BEREITGESTELLTER TEXT -
════════════════

Ein neues Abzeichen für Regionalratsabgeordnete soll kommen – und sorgt schon jetzt für Kopfschütteln.

Von Matthias Kofler

Eine Adlerkette für Regionalratsabgeordnete? Was klingt wie eine schräge Idee aus einem politischen Karneval, ist tatsächlich ernst gemeint. Mehrere Trentiner Abgeordnete rund um Vanessa Masé haben einen entsprechenden Gesetzesentwurf eingebracht. Künftig sollen sich die Regionalratsabgeordneten bei offiziellen Anlässen eine Kette mit Adlersymbol um den Hals hängen dürfen – nach dem Vorbild der Bürgermeisterketten. Doch noch bevor der Entwurf überhaupt im Regionalrat behandelt wird, sorgt die Idee für Ärger. Der freie Landtagsabgeordnete Andreas Leiter Reber spricht von einer „Schnapsidee“, die völlig an den Problemen der Menschen vorbeigehe.

════════════════

AUFGABENDATEN -
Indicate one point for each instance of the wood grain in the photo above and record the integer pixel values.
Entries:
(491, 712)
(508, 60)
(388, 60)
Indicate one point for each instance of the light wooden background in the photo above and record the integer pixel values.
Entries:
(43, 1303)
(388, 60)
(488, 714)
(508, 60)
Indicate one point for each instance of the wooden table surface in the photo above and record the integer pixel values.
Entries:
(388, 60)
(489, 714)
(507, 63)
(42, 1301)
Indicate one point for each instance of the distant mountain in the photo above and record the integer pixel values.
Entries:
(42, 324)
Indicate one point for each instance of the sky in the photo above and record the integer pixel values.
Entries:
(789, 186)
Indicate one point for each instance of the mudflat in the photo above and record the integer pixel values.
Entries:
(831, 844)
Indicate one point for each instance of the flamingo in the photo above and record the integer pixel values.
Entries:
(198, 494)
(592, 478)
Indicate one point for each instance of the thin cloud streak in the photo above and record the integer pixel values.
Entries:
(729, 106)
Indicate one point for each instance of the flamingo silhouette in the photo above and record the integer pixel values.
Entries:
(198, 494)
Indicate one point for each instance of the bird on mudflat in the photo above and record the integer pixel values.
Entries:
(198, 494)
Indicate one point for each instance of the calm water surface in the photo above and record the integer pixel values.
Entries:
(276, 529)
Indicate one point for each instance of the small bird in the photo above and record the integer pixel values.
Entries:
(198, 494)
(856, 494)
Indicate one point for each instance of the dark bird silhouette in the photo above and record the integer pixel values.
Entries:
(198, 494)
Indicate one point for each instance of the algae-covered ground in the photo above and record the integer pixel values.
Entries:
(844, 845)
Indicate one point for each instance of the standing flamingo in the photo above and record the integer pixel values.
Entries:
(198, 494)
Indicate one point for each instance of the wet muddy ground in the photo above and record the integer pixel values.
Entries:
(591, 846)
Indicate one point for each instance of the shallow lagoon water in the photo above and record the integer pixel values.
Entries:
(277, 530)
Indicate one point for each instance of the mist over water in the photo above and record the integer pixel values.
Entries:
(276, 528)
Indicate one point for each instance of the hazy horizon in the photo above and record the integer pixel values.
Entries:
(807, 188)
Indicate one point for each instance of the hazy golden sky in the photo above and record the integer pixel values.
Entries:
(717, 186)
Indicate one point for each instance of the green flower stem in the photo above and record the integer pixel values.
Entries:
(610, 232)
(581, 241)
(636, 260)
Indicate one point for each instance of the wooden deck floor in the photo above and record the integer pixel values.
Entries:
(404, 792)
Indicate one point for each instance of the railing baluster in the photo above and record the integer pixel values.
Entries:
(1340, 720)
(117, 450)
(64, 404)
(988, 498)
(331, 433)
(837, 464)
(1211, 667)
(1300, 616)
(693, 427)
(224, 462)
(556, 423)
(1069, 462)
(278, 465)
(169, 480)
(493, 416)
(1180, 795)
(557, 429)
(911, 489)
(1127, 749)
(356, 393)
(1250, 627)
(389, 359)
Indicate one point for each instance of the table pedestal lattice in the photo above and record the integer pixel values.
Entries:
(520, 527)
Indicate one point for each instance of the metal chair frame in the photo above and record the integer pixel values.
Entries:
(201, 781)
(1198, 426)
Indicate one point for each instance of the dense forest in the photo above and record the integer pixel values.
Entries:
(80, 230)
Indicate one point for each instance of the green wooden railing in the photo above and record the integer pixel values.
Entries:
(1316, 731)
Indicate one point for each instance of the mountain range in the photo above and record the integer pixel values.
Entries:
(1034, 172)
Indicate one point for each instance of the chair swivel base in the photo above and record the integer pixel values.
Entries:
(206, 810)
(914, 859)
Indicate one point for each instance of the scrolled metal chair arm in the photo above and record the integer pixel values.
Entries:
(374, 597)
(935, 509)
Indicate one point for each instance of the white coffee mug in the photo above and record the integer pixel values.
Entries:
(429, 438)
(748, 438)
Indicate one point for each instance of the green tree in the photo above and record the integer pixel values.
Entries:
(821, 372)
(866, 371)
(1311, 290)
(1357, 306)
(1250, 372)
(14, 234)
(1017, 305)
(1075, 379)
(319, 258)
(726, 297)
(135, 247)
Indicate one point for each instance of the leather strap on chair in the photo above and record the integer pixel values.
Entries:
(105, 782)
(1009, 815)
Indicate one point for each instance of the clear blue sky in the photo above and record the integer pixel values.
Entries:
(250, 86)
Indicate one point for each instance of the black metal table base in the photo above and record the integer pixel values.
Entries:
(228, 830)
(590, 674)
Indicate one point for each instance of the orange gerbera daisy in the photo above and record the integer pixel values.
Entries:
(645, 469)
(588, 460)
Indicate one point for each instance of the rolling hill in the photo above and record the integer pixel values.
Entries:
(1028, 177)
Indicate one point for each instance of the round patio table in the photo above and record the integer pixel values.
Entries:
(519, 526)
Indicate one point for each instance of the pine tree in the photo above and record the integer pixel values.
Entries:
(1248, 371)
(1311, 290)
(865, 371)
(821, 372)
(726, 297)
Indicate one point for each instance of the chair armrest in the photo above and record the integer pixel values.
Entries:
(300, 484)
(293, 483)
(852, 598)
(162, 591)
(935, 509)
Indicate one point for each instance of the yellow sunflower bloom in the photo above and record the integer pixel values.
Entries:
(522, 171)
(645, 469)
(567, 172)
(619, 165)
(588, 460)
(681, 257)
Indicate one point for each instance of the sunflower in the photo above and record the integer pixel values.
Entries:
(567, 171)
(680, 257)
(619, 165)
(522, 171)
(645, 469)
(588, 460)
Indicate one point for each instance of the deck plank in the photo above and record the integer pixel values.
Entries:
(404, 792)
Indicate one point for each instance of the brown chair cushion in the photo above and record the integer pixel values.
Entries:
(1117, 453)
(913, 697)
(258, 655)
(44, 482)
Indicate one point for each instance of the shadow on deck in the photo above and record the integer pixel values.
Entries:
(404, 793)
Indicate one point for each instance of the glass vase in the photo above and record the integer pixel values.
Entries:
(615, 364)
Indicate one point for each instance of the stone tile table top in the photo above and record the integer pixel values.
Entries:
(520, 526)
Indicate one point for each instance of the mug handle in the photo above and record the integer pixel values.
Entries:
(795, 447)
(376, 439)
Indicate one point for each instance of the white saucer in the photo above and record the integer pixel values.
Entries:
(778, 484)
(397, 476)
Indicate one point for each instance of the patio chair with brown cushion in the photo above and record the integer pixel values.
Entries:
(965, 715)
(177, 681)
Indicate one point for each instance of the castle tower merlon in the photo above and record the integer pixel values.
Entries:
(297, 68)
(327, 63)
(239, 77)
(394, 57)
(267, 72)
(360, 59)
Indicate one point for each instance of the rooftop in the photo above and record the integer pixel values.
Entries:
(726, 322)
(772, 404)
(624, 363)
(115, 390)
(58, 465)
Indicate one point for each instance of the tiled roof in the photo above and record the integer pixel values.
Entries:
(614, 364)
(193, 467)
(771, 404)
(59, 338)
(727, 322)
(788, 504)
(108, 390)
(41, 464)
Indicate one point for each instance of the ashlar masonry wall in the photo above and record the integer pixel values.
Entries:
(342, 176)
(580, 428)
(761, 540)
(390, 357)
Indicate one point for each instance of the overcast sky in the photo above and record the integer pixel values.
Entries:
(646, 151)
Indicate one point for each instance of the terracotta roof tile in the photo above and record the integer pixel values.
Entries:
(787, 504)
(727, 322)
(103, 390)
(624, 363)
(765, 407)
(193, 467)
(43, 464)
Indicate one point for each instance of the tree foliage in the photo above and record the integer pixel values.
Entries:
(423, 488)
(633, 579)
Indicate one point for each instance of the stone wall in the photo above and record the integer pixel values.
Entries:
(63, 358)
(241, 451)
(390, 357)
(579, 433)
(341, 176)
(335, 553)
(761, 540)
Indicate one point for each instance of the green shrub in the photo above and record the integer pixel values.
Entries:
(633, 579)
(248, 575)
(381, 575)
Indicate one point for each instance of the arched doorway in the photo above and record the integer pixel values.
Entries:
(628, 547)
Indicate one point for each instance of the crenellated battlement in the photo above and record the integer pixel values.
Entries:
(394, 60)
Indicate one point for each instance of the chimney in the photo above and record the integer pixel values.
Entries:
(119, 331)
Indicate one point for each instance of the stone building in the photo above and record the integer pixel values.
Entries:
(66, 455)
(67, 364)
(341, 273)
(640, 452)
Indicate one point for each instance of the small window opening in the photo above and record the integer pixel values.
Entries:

════════════════

AUFGABENLISTE -
(a) Prüfen Sie für die Aussagen (i) bis (iii), ob sie mit dem Text über die geplante Adlerkette übereinstimmen, und antworten Sie jeweils mit Ja oder Nein samt dem entscheidenden wörtlichen Zitat: (i) Der Gesetzesentwurf wurde bereits im Regionalrat behandelt. (ii) Die Kette soll ein Adlersymbol tragen. (iii) Andreas Leiter Reber ist freier Landtagsabgeordneter.
(b) Ermitteln Sie jede Zeile der Datensätze, die die Zeichenfolge „stone“ enthält, und geben Sie diese Zeilen wieder. Groß- und Kleinschreibung ist zu beachten.

LÖSUNGEN JE AUFGABE -
(a)
(i) Nein: „Doch noch bevor der Entwurf überhaupt im Regionalrat behandelt wird, sorgt die Idee für Ärger.“
(ii) Ja: „eine Kette mit Adlersymbol“
(iii) Ja: „Der freie Landtagsabgeordnete Andreas Leiter Reber“

(b)
Indicate one point for each instance of the stone tile table top in the photo above and record the integer pixel values.
Indicate one point for each instance of the stone wall in the photo above and record the integer pixel values.
Indicate one point for each instance of the stone building in the photo above and record the integer pixel values.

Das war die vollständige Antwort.